▸ Task description
Copy out all of the material exactly.

▸ Records for processing
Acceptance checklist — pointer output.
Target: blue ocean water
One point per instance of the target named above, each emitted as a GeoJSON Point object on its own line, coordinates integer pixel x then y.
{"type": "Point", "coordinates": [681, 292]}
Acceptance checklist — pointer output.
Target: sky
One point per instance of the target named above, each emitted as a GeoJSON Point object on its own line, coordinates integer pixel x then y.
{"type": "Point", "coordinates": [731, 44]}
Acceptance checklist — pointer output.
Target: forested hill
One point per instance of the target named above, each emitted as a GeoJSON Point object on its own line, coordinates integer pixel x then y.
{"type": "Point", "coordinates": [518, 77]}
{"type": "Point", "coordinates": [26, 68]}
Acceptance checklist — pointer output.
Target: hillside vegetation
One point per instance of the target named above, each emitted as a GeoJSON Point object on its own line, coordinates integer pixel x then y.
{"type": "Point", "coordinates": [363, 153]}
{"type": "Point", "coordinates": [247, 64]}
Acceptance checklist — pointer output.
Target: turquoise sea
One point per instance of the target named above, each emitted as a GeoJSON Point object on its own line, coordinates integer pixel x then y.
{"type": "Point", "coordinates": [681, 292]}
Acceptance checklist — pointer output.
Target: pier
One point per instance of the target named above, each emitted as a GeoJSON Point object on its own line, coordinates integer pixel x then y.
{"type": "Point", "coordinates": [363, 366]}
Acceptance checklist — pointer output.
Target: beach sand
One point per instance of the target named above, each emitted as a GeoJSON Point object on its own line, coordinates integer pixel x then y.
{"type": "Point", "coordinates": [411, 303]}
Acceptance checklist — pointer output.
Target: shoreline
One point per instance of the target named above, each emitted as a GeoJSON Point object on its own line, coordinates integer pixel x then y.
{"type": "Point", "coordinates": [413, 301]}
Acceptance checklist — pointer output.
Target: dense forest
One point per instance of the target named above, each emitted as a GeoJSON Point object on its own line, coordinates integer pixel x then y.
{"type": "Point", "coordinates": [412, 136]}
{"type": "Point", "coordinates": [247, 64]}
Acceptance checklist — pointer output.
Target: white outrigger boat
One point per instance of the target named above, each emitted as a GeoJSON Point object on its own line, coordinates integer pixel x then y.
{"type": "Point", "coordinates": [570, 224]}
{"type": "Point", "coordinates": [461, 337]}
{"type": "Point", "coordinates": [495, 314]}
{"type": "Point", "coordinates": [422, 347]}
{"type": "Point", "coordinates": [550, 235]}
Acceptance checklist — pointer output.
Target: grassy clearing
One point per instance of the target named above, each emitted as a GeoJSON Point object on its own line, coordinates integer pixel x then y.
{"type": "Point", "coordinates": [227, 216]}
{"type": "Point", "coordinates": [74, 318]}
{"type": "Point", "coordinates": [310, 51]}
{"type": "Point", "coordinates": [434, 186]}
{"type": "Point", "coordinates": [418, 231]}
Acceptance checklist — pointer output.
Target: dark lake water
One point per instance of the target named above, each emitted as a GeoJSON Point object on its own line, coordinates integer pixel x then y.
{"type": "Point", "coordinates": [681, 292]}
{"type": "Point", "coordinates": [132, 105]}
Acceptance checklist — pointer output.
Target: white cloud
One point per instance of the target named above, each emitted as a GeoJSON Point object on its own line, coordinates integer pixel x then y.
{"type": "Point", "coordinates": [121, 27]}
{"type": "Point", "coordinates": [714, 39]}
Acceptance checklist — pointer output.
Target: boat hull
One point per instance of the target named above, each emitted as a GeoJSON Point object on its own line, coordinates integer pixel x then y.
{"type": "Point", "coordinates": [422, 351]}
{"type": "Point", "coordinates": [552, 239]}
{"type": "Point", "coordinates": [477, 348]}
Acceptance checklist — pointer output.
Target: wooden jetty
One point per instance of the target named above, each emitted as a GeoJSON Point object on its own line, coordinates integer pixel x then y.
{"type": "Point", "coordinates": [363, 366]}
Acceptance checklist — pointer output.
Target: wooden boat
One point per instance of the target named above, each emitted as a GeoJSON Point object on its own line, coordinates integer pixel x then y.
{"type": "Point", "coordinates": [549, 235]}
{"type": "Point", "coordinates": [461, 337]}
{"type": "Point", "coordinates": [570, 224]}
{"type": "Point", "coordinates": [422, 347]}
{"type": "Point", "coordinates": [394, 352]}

▸ Task response
Acceptance checklist — pointer output.
Target: blue ocean water
One point per instance of the target named above, each emitted as a GeoJSON Point object on its own line, coordinates integer pixel x then y.
{"type": "Point", "coordinates": [681, 292]}
Acceptance checklist — pointer output.
Target: sky
One point per instance of the target named above, each emitted as a GeoJSON Point object on its own line, coordinates integer pixel x then y.
{"type": "Point", "coordinates": [731, 44]}
Acceptance checklist — pointer output.
Target: forested hill
One point per instance of the target named above, each emitted as a GeoJSON Point object on its own line, coordinates integer pixel x then y.
{"type": "Point", "coordinates": [518, 77]}
{"type": "Point", "coordinates": [26, 68]}
Acceptance checklist — pointer output.
Target: hillside vegetation
One point per instance of the target named above, each emitted as a GeoJSON Point object on its own line, coordinates integer pixel x then y.
{"type": "Point", "coordinates": [363, 153]}
{"type": "Point", "coordinates": [247, 64]}
Acceptance checklist — pointer output.
Target: turquoise sea
One point per instance of the target named above, each emitted as a GeoJSON Point object on its own line, coordinates integer pixel x then y.
{"type": "Point", "coordinates": [681, 292]}
Acceptance checklist — pointer output.
Target: pier
One point per instance of the target named above, each emitted as a GeoJSON Point object on its own line, coordinates integer pixel x then y.
{"type": "Point", "coordinates": [363, 366]}
Acceptance checklist — pointer output.
Target: beach sand
One point per instance of the target named above, each emitted as a GeoJSON Point object on its own line, coordinates integer pixel x then y.
{"type": "Point", "coordinates": [411, 303]}
Acceptance checklist — pointer output.
Target: shoreline
One point per instance of the target named above, each emitted as a GeoJSON Point object on its own line, coordinates integer pixel x then y.
{"type": "Point", "coordinates": [413, 301]}
Acceptance checklist — pointer output.
Target: dense forest
One point per instance of the target named above, each emitted as a GeoJSON Point object on its own line, coordinates integer pixel x then y.
{"type": "Point", "coordinates": [412, 136]}
{"type": "Point", "coordinates": [247, 64]}
Acceptance checklist — pointer output.
Target: white outrigger boat
One point per instance of the target named above, each emitted as a GeoJSON Point object on its own line, coordinates integer pixel x then y.
{"type": "Point", "coordinates": [570, 224]}
{"type": "Point", "coordinates": [461, 337]}
{"type": "Point", "coordinates": [495, 314]}
{"type": "Point", "coordinates": [422, 347]}
{"type": "Point", "coordinates": [550, 235]}
Acceptance checklist — pointer output.
Target: grassy clearing
One point per instance of the target named above, each emitted as a GeoJSON Point object on its own line, coordinates integer pixel x then y.
{"type": "Point", "coordinates": [227, 216]}
{"type": "Point", "coordinates": [74, 318]}
{"type": "Point", "coordinates": [310, 51]}
{"type": "Point", "coordinates": [434, 186]}
{"type": "Point", "coordinates": [418, 231]}
Acceptance checklist — pointer output.
Target: dark lake water
One point per instance of the target named above, each emitted as a GeoJSON Point object on its own line, coordinates integer pixel x then y.
{"type": "Point", "coordinates": [681, 292]}
{"type": "Point", "coordinates": [132, 105]}
Acceptance checklist — pointer output.
Target: white cloud
One point per instance of the target named above, each emitted as a GeoJSON Point object on its own line, coordinates integer pixel x then y.
{"type": "Point", "coordinates": [121, 27]}
{"type": "Point", "coordinates": [714, 39]}
Acceptance checklist — pointer output.
Target: boat hull
One point per instance of the target named above, each emitted as a GeoJSON Point object on its own line, coordinates integer pixel x then y.
{"type": "Point", "coordinates": [422, 351]}
{"type": "Point", "coordinates": [552, 239]}
{"type": "Point", "coordinates": [477, 348]}
Acceptance checklist — pointer output.
Target: wooden jetty
One point per instance of the target named above, each emitted as a GeoJSON Point object on its own line, coordinates integer pixel x then y.
{"type": "Point", "coordinates": [363, 366]}
Acceptance checklist — pointer output.
Target: wooden boat
One point per instance of the target named above, each emitted as a GeoJSON Point object on its own line, coordinates integer pixel x then y.
{"type": "Point", "coordinates": [549, 235]}
{"type": "Point", "coordinates": [461, 337]}
{"type": "Point", "coordinates": [570, 224]}
{"type": "Point", "coordinates": [422, 347]}
{"type": "Point", "coordinates": [394, 352]}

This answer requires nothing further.